Pitenis’s science back- ground influences her cooking as well—sometimes subconsciously. “I have a table set up to teach, with a paper towel about four feet long where I keep all my utensils,” she says. “I once worked in an operating room. That’s exactly how I kept my sterile surgical tools.”

Her recipes, however, come from the heart. “Right now, I am researching some new and wonderful recipes that are heart-healthy, by taking traditional Greek recipes and modifying them to be less caloric, less fat, but just as delicious. I was inspired by the Blue Zone philosophy to help society live to be over 100 years old,” she says. “I had two wonderful grand- mothers who cooked  terrifically, but with, like, 10 eggs and five sticks of butter. You can make the same delicious food, just more healthful.”

A class built around cooking leg of lamb has been popular, Pitenis says; so are her phyllo classes.  “People are phyllo-phobic—they’re afraid of it,” she says. “But we make everything with phyllo, including a Greek salad and a Beef Wellington.”

Has Pitenis considered a cooking show? “I had approached a local affiliate with the idea, but I had to provide my own four sponsors for a half-hour program, so I gave up on it,” she says. “But I’d love to pitch the idea of a cooking-class show to the Cooking Channel. Every class is like a dinner party for people I haven’t met yet.”

For now, her classes continue attracting the Greek-curious from Daytona, across Florida, and even across the U.S. “I serve a lot of wine in my three-and-a-half-hour classes,” Pitenis says. “We toast to each other’s good health; my apron says ‘Yassou.’ Once they start drinking, they become more gregarious. I don’t do all the talking. They talk. That’s what’s helped the classes become so successful.”

GEORGE GKOUVERIS

Sparta Taverna

Ridgefield Park, NJ

spartataverna.com

SPARTA-BORN CHEF George Gkouveris opened his beloved New Jersey restaurant, Sparta Taverna, in 2004. But after nearly two decades, he continues reinventing himself; Gkouveris published his first cookbook, Simply Greek: From My Restaurant To Your Home, in September 2022.

The book promises “traditional and modern recipes that thousands of people enjoyed over the years and still do to  this day at Sparta Taverna restaurants since 2004,” according to an online blurb. It also offers “quotes about food, coffee, and the love of cooking. Benefits from the Mediterranean Greek diet, the healthy way of Greek life and tips to improve an overall healthy lifestyle.” In fact, as the book’s prologue reveals, most of the recipes were inspired by the cooking of Gkouveris’s mother and sister. “The most important ingredient in a recipe is love,” he writes.

● **DATASET EXTRACT**:
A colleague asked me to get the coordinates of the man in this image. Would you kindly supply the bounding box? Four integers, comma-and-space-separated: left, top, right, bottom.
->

● **ACTIVITY LIST**:
1) In the Greek cooking article, rewrite the passage from "Ridgefield Park, NJ" up to and including "in September 2022.", substituting "recipe collection" for "cookbook".
2) Continue the Greek cooking article from the point where it stops.
The data has no connection to the Greek cooking article.

● **ANSWERS FOR EACH ITEM**:
1)
Ridgefield Park, NJ

spartataverna.com

SPARTA-BORN CHEF George Gkouveris opened his beloved New Jersey restaurant, Sparta Taverna, in 2004. But after nearly two decades, he continues reinventing himself; Gkouveris published his first recipe collection, Simply Greek: From My Restaurant To Your Home, in September 2022.

2)
“The pandemic was incredibly challenging, but it allowed me to take a break and work on a cookbook, which was always a dream of mine,” Gkouveris tells Estiator. “I dedicated more than eight months to it. I wanted to represent Greek cuisine and all its benefits. The right food can be medicine for the body and soul. Pregnant women used to come in for our chicken avgolemono five days a week!” 

Sparta Taverna’s food has earned it a loyal local following, Gkouveris says. “Other places have views or scenes.  Here, people come for the food. Customers come here four, five times a week. They love our food.”

The pandemic, of course, threw a wrench into Sparta Taverna’s operations—but less than some other restaurants, Gkouveris says. “Delivery and pickup, thank God, made up the bulk of my business before the pandemic, and that got busier,” he says. But with Sparta Taverna’s dining room closed for more than a year, “we lost the 30 percent to 35 percent of our overall business that dine-in represented.”

In the coming year, the busy Gkouveris is planning to produce a series of how-to videos based on recipes in Simply Greek. “People have been asking for me to show them how to make what’s in the book,” he says.

Gkouveris, who at one point operated three Sparta Tavernas in New Jersey, plans to open a new location this year. “After the pandemic, I had to focus on my restaurant. Now I can plan,” he says. His eyes are on the region of New Jersey where he lives, the Edgewater/Weehawken corridor along the Hudson River.